**To be done:**
Convert every line of the items below into a Markdown table with the columns Row and Line, giving each line its row number and omitting blank lines.
--------------------------------------------------
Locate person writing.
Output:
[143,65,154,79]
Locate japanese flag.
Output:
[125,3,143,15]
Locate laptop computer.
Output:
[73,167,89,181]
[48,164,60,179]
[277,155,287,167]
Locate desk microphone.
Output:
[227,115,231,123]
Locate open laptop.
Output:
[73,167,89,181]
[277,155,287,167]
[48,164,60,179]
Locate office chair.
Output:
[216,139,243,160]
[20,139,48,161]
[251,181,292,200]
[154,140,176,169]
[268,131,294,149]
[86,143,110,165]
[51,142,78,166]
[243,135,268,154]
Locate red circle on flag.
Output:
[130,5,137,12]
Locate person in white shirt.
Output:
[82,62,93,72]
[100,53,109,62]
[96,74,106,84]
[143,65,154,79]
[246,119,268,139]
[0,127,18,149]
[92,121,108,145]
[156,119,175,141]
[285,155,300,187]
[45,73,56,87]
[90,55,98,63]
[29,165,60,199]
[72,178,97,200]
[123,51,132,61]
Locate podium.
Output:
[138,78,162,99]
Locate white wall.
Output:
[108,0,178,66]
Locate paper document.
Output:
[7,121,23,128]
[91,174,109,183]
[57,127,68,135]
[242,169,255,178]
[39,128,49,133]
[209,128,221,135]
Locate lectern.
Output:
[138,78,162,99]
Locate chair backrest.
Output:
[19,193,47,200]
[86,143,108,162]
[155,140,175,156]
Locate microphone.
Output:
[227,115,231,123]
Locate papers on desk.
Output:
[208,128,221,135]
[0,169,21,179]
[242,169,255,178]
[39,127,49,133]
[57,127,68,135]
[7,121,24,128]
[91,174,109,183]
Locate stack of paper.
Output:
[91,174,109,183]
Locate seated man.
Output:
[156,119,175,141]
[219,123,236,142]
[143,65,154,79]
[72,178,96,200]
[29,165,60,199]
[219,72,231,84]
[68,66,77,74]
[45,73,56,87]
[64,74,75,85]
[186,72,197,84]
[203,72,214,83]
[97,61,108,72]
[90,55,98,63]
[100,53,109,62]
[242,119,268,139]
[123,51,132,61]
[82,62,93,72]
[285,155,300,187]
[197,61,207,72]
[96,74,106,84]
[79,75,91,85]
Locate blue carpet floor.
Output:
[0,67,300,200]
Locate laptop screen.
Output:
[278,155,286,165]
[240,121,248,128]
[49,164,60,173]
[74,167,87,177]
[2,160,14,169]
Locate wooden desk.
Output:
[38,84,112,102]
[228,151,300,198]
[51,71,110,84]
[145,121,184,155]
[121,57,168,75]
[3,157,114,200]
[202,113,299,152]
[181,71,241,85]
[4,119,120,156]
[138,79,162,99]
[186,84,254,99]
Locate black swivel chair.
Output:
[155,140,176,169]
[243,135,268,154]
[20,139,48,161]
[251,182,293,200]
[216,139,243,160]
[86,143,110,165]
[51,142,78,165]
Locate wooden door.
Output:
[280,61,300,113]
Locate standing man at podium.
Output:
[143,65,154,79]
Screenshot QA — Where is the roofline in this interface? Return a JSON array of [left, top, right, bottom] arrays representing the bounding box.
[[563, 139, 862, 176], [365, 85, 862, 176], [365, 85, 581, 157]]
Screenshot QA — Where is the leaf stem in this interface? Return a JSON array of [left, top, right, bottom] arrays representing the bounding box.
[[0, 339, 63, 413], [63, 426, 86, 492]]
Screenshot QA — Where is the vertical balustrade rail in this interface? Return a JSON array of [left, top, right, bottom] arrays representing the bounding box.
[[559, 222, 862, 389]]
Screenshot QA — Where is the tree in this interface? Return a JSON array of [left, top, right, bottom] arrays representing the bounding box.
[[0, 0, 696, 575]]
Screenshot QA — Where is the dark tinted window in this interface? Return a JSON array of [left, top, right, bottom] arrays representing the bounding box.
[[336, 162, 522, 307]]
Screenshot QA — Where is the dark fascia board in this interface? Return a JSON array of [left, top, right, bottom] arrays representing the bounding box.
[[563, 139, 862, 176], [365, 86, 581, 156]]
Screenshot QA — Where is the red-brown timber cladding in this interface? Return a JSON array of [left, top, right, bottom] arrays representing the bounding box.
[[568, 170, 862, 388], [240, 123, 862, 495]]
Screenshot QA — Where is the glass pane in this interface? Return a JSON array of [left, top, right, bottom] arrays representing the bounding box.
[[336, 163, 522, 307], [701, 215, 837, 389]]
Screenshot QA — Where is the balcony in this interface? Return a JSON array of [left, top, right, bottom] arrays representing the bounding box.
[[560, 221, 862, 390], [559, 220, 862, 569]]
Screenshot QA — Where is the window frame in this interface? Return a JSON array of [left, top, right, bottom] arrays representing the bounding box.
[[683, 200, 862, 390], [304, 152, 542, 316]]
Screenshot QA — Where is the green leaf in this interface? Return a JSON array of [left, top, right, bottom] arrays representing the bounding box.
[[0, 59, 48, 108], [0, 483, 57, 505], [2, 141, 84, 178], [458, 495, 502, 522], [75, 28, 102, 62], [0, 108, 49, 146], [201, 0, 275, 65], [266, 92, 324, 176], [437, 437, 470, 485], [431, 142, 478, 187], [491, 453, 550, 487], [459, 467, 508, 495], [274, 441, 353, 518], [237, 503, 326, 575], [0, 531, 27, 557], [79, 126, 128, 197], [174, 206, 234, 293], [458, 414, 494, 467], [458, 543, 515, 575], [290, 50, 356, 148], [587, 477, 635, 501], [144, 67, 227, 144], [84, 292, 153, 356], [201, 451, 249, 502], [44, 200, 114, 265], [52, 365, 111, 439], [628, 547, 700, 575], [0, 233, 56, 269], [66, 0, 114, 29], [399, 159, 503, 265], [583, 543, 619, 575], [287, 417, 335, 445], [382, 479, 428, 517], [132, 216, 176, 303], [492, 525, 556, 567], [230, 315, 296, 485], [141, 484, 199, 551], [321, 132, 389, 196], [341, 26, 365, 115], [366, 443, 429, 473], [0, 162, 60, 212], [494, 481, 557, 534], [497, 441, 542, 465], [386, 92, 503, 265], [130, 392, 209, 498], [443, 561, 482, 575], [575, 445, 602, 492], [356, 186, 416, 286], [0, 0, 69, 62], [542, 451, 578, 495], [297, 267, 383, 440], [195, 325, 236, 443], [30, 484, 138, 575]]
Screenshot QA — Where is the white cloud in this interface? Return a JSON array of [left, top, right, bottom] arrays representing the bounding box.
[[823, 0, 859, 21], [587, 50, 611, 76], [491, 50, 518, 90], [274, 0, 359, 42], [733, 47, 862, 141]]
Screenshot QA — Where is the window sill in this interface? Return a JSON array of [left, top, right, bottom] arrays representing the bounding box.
--------------------------------------------------
**The response:**
| Row | Line |
|---|---|
| 1 | Locate person writing. |
| 2 | Output: |
| 3 | [143,65,154,79] |
| 4 | Locate japanese flag. |
| 5 | Output: |
| 6 | [125,3,143,15] |
| 7 | Locate laptop computer. |
| 8 | Output: |
| 9 | [73,167,89,181] |
| 10 | [48,164,60,179] |
| 11 | [277,155,287,167] |
| 12 | Locate desk microphone. |
| 13 | Output: |
| 14 | [227,115,231,123] |
| 15 | Locate open laptop. |
| 16 | Output: |
| 17 | [73,167,89,181] |
| 18 | [277,155,287,167] |
| 19 | [48,164,60,179] |
| 20 | Locate office chair. |
| 21 | Output: |
| 22 | [216,139,243,160] |
| 23 | [20,139,48,161] |
| 24 | [251,181,292,200] |
| 25 | [154,140,176,169] |
| 26 | [268,131,294,149] |
| 27 | [86,143,110,165] |
| 28 | [51,142,78,166] |
| 29 | [243,135,268,154] |
| 30 | Locate red circle on flag. |
| 31 | Output: |
| 32 | [130,5,137,12] |
| 33 | Locate person in white shirt. |
| 34 | Output: |
| 35 | [82,62,93,72] |
| 36 | [100,53,109,62] |
| 37 | [96,74,106,84] |
| 38 | [143,65,154,79] |
| 39 | [246,119,268,139] |
| 40 | [0,127,18,149] |
| 41 | [92,121,108,145] |
| 42 | [156,119,175,141] |
| 43 | [285,155,300,187] |
| 44 | [45,73,56,87] |
| 45 | [90,55,98,63] |
| 46 | [29,165,60,199] |
| 47 | [72,178,97,200] |
| 48 | [123,51,132,61] |
| 49 | Locate podium. |
| 50 | Output: |
| 51 | [138,78,162,99] |
| 52 | Locate white wall. |
| 53 | Output: |
| 54 | [108,0,178,66] |
| 55 | Locate paper document. |
| 56 | Output: |
| 57 | [7,121,23,128] |
| 58 | [91,174,109,183] |
| 59 | [57,127,68,135] |
| 60 | [242,169,255,178] |
| 61 | [39,128,49,133] |
| 62 | [209,128,221,135] |
| 63 | Locate lectern. |
| 64 | Output: |
| 65 | [138,78,162,99] |
| 66 | Locate chair backrest. |
| 67 | Output: |
| 68 | [19,193,47,200] |
| 69 | [86,143,108,162] |
| 70 | [155,140,175,156] |
| 71 | Locate microphone. |
| 72 | Output: |
| 73 | [227,115,231,123] |
| 74 | Locate papers on desk. |
| 75 | Output: |
| 76 | [208,128,221,135] |
| 77 | [0,169,21,179] |
| 78 | [242,169,255,178] |
| 79 | [39,127,49,133] |
| 80 | [57,127,68,135] |
| 81 | [7,121,24,128] |
| 82 | [91,174,109,183] |
| 83 | Locate stack of paper. |
| 84 | Output: |
| 85 | [91,174,109,183] |
| 86 | Locate seated man. |
| 87 | Output: |
| 88 | [156,119,175,141] |
| 89 | [219,123,236,142] |
| 90 | [143,65,154,79] |
| 91 | [72,178,96,200] |
| 92 | [29,165,60,199] |
| 93 | [219,72,231,84] |
| 94 | [68,66,77,74] |
| 95 | [45,73,56,87] |
| 96 | [64,74,75,85] |
| 97 | [186,72,197,84] |
| 98 | [203,72,214,83] |
| 99 | [97,61,108,72] |
| 100 | [90,55,98,63] |
| 101 | [100,53,109,62] |
| 102 | [242,119,268,139] |
| 103 | [123,51,132,61] |
| 104 | [82,62,93,72] |
| 105 | [285,155,300,187] |
| 106 | [197,61,207,72] |
| 107 | [96,74,106,84] |
| 108 | [79,75,91,85] |
| 109 | Locate blue carpet floor. |
| 110 | Output: |
| 111 | [0,67,300,200] |
| 112 | Locate laptop screen. |
| 113 | Output: |
| 114 | [278,155,286,165] |
| 115 | [240,121,248,128] |
| 116 | [49,164,60,173] |
| 117 | [74,167,87,177] |
| 118 | [2,160,14,169] |
| 119 | Locate wooden desk. |
| 120 | Output: |
| 121 | [38,84,112,102] |
| 122 | [228,151,300,198] |
| 123 | [51,71,110,84] |
| 124 | [145,121,184,155] |
| 125 | [121,57,168,75] |
| 126 | [3,157,114,200] |
| 127 | [202,113,299,152] |
| 128 | [181,71,241,85] |
| 129 | [4,119,120,156] |
| 130 | [138,79,162,99] |
| 131 | [186,84,254,99] |
| 132 | Locate black swivel chair. |
| 133 | Output: |
| 134 | [155,140,176,169] |
| 135 | [243,135,268,154] |
| 136 | [20,139,48,161] |
| 137 | [251,182,293,200] |
| 138 | [216,139,243,160] |
| 139 | [86,143,110,165] |
| 140 | [51,142,78,165] |
| 141 | Locate wooden door. |
| 142 | Output: |
| 143 | [280,61,300,113] |
| 144 | Locate standing man at podium. |
| 145 | Output: |
| 146 | [143,65,154,79] |
| 147 | Screenshot QA — Where is the roofline in this interface? Return a JSON array of [left, top, right, bottom] arrays representing the bounding box. |
| 148 | [[563, 139, 862, 176], [365, 85, 862, 176], [365, 85, 581, 157]] |
| 149 | Screenshot QA — Where is the leaf stem in this interface? Return a JSON array of [left, top, right, bottom] arrays representing the bounding box. |
| 150 | [[0, 339, 63, 413], [63, 426, 86, 492]] |
| 151 | Screenshot QA — Where is the vertical balustrade rail in this interface? Return a JSON array of [left, top, right, bottom] arrays representing the bounding box. |
| 152 | [[559, 222, 862, 389]] |
| 153 | Screenshot QA — Where is the tree in this interface? Return a JSON array of [left, top, right, bottom] arrays representing the bounding box. |
| 154 | [[0, 0, 696, 575]] |
| 155 | Screenshot QA — Where is the dark tinted window in this interface? Return a JSON array of [left, top, right, bottom] arrays representing the bounding box. |
| 156 | [[336, 162, 522, 307]] |
| 157 | Screenshot QA — Where is the dark fascia board in this interface? Return a JSON array of [left, top, right, bottom] arrays representing the bounding box. |
| 158 | [[563, 139, 862, 176], [365, 86, 581, 156]] |
| 159 | Screenshot QA — Where is the red-brown timber cladding in this interface? Return a JSON array of [left, top, right, bottom] arrays representing the bounding box. |
| 160 | [[568, 170, 862, 388], [240, 123, 862, 495]] |
| 161 | Screenshot QA — Where is the glass pane in this interface? Return a JSON array of [left, top, right, bottom] arrays representing the bounding box. |
| 162 | [[336, 163, 522, 307], [701, 215, 837, 389]] |
| 163 | Screenshot QA — Where is the balcony in this interface? Return a JSON array of [left, top, right, bottom] arrays representing the bounding box. |
| 164 | [[560, 221, 862, 390], [559, 220, 862, 569]] |
| 165 | Screenshot QA — Where is the window frame in this interface? Return a JSON array of [left, top, right, bottom] arrays representing the bounding box. |
| 166 | [[683, 200, 862, 390], [304, 152, 542, 316]] |
| 167 | Screenshot QA — Where is the green leaf in this interface? Return a JSON array of [left, top, right, bottom] arrays representing the bounding box. |
| 168 | [[0, 59, 48, 108], [0, 483, 57, 505], [2, 141, 84, 178], [458, 495, 502, 522], [75, 28, 102, 62], [0, 108, 49, 146], [201, 0, 275, 65], [266, 92, 324, 176], [437, 437, 470, 485], [431, 142, 478, 187], [491, 453, 550, 487], [459, 467, 508, 495], [274, 441, 353, 518], [237, 503, 326, 575], [0, 531, 27, 557], [79, 126, 128, 197], [174, 206, 234, 293], [458, 414, 494, 467], [458, 543, 515, 575], [290, 50, 356, 148], [587, 477, 635, 501], [144, 67, 227, 144], [84, 292, 153, 356], [201, 451, 249, 502], [44, 200, 114, 265], [52, 365, 111, 439], [628, 547, 700, 575], [0, 233, 56, 269], [66, 0, 114, 29], [399, 159, 503, 265], [583, 543, 619, 575], [287, 417, 335, 445], [382, 479, 428, 517], [132, 216, 176, 303], [492, 525, 556, 567], [230, 315, 296, 485], [141, 484, 199, 551], [321, 132, 389, 196], [341, 26, 365, 115], [366, 443, 429, 473], [0, 162, 60, 212], [494, 481, 557, 534], [497, 441, 542, 465], [386, 92, 503, 265], [130, 392, 209, 498], [443, 561, 482, 575], [575, 445, 602, 492], [356, 186, 416, 286], [0, 0, 69, 62], [542, 451, 578, 495], [297, 267, 383, 440], [195, 325, 236, 443], [30, 484, 138, 575]] |
| 169 | Screenshot QA — Where is the white cloud in this interface? Return a JSON array of [left, top, right, bottom] arrays representing the bounding box. |
| 170 | [[823, 0, 859, 21], [587, 50, 611, 76], [491, 50, 518, 90], [274, 0, 359, 42], [733, 47, 862, 141]] |
| 171 | Screenshot QA — Where is the window sill in this interface? Return a JSON array of [left, top, right, bottom] arrays representing the bounding box. |